## Set task
Reproduce each of the records below word for word, leaving nothing out and changing nothing.

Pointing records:

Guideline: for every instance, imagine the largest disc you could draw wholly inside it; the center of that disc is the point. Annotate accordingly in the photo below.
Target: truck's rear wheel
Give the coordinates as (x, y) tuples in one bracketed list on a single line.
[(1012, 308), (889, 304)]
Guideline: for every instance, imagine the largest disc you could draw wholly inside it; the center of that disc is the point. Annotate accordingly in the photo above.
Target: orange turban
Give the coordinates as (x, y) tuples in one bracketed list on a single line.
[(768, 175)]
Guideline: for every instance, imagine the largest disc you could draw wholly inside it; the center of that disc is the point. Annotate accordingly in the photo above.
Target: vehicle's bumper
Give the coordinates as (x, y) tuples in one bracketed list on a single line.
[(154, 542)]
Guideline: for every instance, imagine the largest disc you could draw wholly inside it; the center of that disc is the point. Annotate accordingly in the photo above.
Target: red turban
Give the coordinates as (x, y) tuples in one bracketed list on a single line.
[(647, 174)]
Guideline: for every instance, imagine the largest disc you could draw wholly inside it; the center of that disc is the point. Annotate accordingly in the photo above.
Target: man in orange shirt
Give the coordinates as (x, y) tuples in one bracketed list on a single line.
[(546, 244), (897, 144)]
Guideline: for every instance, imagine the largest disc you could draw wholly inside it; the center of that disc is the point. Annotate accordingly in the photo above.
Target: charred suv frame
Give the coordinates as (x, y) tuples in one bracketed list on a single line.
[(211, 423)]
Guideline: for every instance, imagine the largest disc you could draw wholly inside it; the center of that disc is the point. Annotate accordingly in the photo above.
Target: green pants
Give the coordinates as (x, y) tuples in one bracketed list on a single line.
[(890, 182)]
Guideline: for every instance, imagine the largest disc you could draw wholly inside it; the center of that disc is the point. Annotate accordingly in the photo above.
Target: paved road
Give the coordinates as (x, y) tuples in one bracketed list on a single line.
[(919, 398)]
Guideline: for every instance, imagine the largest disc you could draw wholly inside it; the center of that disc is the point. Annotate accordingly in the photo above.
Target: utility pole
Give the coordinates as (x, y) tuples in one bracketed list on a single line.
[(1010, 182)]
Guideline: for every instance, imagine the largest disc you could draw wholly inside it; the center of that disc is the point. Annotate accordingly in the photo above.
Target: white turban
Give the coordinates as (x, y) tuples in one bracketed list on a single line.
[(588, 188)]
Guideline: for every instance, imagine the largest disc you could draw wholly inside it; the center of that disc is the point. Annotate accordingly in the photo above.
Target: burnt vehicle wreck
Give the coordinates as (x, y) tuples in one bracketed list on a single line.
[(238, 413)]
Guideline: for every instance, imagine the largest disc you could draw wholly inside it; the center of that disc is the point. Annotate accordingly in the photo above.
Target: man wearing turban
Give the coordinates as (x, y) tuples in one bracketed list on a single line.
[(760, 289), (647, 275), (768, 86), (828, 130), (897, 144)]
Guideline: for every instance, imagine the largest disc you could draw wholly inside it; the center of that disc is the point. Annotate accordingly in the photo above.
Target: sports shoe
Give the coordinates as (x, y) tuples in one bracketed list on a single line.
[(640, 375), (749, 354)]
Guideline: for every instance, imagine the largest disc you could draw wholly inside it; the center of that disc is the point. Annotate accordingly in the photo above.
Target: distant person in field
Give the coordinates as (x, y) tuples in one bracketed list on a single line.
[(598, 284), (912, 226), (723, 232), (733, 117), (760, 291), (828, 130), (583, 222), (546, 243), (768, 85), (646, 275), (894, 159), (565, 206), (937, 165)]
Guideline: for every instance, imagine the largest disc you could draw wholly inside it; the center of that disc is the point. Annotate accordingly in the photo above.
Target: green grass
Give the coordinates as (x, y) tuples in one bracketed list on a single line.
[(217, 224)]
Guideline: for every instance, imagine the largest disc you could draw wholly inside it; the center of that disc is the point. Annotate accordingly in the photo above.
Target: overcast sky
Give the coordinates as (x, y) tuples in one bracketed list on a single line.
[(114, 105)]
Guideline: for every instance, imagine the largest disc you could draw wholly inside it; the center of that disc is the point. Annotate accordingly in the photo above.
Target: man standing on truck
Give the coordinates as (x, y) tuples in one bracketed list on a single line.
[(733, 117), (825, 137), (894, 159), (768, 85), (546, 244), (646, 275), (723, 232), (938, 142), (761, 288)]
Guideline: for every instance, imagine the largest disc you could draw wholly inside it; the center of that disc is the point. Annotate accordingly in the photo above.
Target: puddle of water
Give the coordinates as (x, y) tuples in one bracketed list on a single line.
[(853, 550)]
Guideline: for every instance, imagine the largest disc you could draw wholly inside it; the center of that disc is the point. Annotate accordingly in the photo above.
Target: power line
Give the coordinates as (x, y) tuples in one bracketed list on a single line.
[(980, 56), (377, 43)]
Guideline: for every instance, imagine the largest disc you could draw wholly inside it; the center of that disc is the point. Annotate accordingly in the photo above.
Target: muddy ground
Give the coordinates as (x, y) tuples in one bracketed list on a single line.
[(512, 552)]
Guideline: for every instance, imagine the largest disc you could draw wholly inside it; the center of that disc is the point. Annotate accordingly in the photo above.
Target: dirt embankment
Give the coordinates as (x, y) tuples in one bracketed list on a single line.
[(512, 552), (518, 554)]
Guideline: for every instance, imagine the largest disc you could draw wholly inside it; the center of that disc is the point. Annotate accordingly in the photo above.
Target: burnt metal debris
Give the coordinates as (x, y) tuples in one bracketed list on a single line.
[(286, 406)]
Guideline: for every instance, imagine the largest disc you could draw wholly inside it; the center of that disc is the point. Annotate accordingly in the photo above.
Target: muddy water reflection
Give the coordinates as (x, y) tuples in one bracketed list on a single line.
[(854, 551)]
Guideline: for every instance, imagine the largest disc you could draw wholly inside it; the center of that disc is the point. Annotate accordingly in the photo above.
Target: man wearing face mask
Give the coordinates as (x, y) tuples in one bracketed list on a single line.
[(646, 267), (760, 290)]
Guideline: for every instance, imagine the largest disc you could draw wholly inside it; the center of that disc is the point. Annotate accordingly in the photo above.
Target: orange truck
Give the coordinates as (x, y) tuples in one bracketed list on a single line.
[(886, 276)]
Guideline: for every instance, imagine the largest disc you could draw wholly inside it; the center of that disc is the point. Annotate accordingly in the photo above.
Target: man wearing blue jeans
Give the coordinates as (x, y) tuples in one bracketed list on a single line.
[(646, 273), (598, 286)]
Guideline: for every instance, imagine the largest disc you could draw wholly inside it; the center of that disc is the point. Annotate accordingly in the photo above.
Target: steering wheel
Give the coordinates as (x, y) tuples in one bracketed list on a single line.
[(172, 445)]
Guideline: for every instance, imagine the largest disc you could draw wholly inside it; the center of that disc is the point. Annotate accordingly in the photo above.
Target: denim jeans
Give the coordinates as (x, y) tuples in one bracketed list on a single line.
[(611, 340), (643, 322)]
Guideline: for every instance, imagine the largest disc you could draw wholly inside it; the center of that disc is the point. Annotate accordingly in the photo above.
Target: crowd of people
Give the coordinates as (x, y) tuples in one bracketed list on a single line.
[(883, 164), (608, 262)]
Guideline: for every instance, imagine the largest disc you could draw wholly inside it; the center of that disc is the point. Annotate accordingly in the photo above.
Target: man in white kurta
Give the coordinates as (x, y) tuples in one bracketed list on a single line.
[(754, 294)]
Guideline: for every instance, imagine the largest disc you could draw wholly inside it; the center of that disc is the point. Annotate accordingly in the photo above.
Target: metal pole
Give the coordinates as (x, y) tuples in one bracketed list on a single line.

## Response to the exercise
Guideline: for every instance, imagine the largest disc you could draw wholly inside it; the center of that disc is the point. Annotate accordingly in the photo below.
Target: truck's rear wheel
Give the coordinates as (x, y) tuples in one bracketed list on a single line.
[(1012, 308), (889, 304)]
Guideline: for every instance, imagine the largest disc you could draw wholly inside it; the center of that disc is the point. Annotate accordingly in the photo above.
Target: orange turban
Give the coordinates as (x, y) tuples in one bracketed list on a single line.
[(768, 175)]
Guideline: for every instance, imagine the largest disc you could draw wholly inside it; the center of that disc is the point. Annotate accordingly in the photo above.
Target: vehicle's bumper
Give the coordinates as (x, y) tuples in one bracketed list on a single line.
[(154, 542)]
Guideline: for every instance, imagine the largest disc you could draw wholly inside it; the center of that disc is the point. Annotate accordingly in the photo above.
Target: red turban
Give the coordinates as (x, y) tuples in one bracketed list on a single line.
[(647, 174)]
Guideline: for every instance, imagine the largest disc you could draw wholly inside it; the center of that disc is the point. Annotate accordingly in the photo above.
Target: man in orange shirt
Give the coordinates as (x, y) tuples in one bracketed list on a single line.
[(546, 244), (897, 144)]
Guideline: for every instance, imagine the largest disc you could draw wholly inside it; the center of that disc is the point. Annotate accordingly in the photo above.
Target: charred suv frame
Give the coordinates as (x, y) tuples in one bracketed list on a single line.
[(211, 423)]
Guideline: for every instance, imagine the largest disc you could draw wholly inside it; the center of that disc is the point. Annotate accordingly in the photo above.
Target: green pants
Give the coordinates as (x, y) tuples in one bracketed list on a single line.
[(890, 182)]
Guideline: for every instance, imagine the largest disc you could draw wholly inside it; the center of that disc is the point. Annotate accordingly in the photo above.
Target: paved road
Give the coordinates as (x, y) tuples in one bracketed list on a single line.
[(919, 398)]
Guideline: for every instance, imagine the largest disc you could draw wholly inside it; the center of that disc is the point. Annotate accordingly in the photo above.
Target: utility pole
Give the coordinates as (x, y) tuples in one bracketed list on a single line.
[(1010, 182)]
Guideline: for every instance, imagine the largest disc you could draw wholly inside it; the center of that disc is the point. Annotate accordingly in the photo above.
Target: white turban
Give the coordinates as (x, y) tuples in one bracketed list on a single line.
[(588, 188)]
Guideline: for every instance, imagine the largest disc you could draw wholly inside it; the center of that disc is the point. Annotate accordingly in the photo above.
Target: burnt vehicle wreck
Give the coordinates as (x, y) tuples in one bracketed list on a single line.
[(238, 413)]
Guideline: for every instance, imagine the largest disc you could draw wholly inside it; the center of that disc is the point. Annotate accordingly in the photo above.
Target: man wearing turban
Give the coordinates as (x, y) tuples in one bracketed list on a single line.
[(760, 289), (647, 275), (768, 86), (828, 130), (897, 144)]
Guideline: for every instance, imagine the largest disc you could draw wholly inside it; the center of that disc is the point. Annotate accordingly in the photo above.
Target: sports shoe
Give the coordinates as (x, y) tuples in one bracketed list on a single line.
[(640, 375), (749, 354)]
Guideline: for every instance, imagine the largest disc you could draw wholly inside it; the center of that disc is the point. Annotate accordingly in the photo above.
Target: distant person in field
Give the coordinates as (x, y) tuples in one bracketed list on a single line.
[(598, 284), (912, 226), (723, 232), (733, 117), (760, 291), (828, 130), (583, 222), (546, 243), (768, 85), (646, 275), (894, 159), (565, 206), (937, 165)]
Guideline: for every instance, imagine the largest disc you could draw wholly inside it; the center of that disc is the point. Annotate accordingly in the photo above.
Target: green grass
Give the coordinates as (x, y) tuples in one bracketed list on a single line.
[(217, 224)]
Guideline: for every instance, imagine the largest disc you could draw wholly inside it; the center of that disc is the point. Annotate accordingly in the photo above.
Target: overcast sky
Give the coordinates as (x, y) tuples in one bracketed list on a single line.
[(114, 105)]
Guideline: for every instance, imagine the largest disc you could draw wholly inside it; the center of that disc is the point. Annotate accordingly in the photo above.
Target: man standing on truck
Give the coordinates as (x, y) tuples in one bracketed list on a single line.
[(733, 117), (825, 137), (894, 159), (768, 85), (546, 244), (646, 275), (723, 232), (938, 142), (761, 288)]
Guideline: for every instance, imagine the largest disc you could draw wholly inside it; the center of that disc is the point. Annotate accordingly in the photo above.
Target: puddle of water
Give the coordinates as (x, y) tuples in one bracketed list on a single line.
[(853, 550)]
Guideline: for every instance, imagine the largest disc you could draw wholly inside it; the center of that disc is the point. Annotate accordingly in the photo above.
Target: power line
Give the coordinates as (x, y) tuples in one bracketed list on a single line.
[(980, 56), (377, 43)]
Guideline: for every instance, imagine the largest disc you could draw wholly inside it; the center of that disc is the point. Annotate accordingly in the photo above.
Target: muddy ground
Give the coordinates as (x, y) tuples in one bracketed list on a single line.
[(512, 552)]
Guideline: for every instance, imagine the largest disc you could draw wholly inside it; the center of that disc is the point. Annotate accordingly in the photo above.
Target: dirt embankment
Give the coordinates as (x, y) tuples in one bracketed list on a single line.
[(512, 552), (518, 554)]
Guideline: for every instance, imagine the largest disc you could draw wholly inside it; the center of that disc is the point. Annotate accordingly in the photo above.
Target: burnt metal debris
Give the coordinates as (x, y) tuples in one bracketed list on a single line.
[(286, 406)]
Guideline: for every instance, imagine the largest disc you could draw wholly inside it; the center of that disc is the point. Annotate accordingly in the photo above.
Target: muddy water reflection
Give the coordinates as (x, y) tuples in one bracketed list on a single line.
[(854, 551)]
Guideline: for every instance, imagine the largest disc you could draw wholly inside it; the center of that disc is the point. Annotate accordingly in the photo above.
Target: man wearing face mask
Give the coordinates as (x, y) tuples in one bracketed list on a single line.
[(646, 267), (760, 290)]
Guideline: for every instance, imagine the largest disc you could draw wholly inside it; the center of that disc is the point. Annotate accordingly in the photo above.
Target: orange truck
Give the coordinates as (x, y) tuples in one bracketed list on a single line.
[(886, 276)]
Guideline: for every instance, imagine the largest disc you could draw wholly inside it; the center of that disc is the point. Annotate accordingly in the photo above.
Target: man wearing blue jeans
Give the coordinates as (x, y) tuples in one bracketed list on a single line.
[(646, 273), (598, 286)]
Guideline: for every instance, imagine the largest disc you could draw wholly inside it; the center of that disc is the point. Annotate accordingly in the photo above.
Target: steering wheel
Give the coordinates as (x, y) tuples in one bracketed list on a single line.
[(172, 445)]
Guideline: for every instance, imagine the largest disc you could draw wholly inside it; the center of that disc is the point. Annotate accordingly in the photo above.
Target: denim jeans
Give the coordinates as (x, y) tuples in one bracketed list on a single line.
[(611, 340), (643, 322)]
Guideline: for every instance, imagine the largest disc you could draw wholly inside it; the center of that disc is the point. Annotate accordingly in the photo above.
Target: crowd of people
Give the coordinates as (x, y) tuples in one bracketed list on a single line.
[(883, 164), (608, 262)]
Guideline: for every instance, imagine the largest disc you could draw wholly inside it; the center of that disc is the point. Annotate accordingly in the photo above.
Target: man in white kurta
Give the coordinates as (x, y) tuples in one bracketed list on a single line.
[(754, 294)]
Guideline: for every instance, imagine the largest disc you could draw wholly inside it; the center of that disc is the point. Annotate accordingly in the photo above.
Target: metal pole
Give the coordinates as (x, y) tuples in one bracketed list on a single line.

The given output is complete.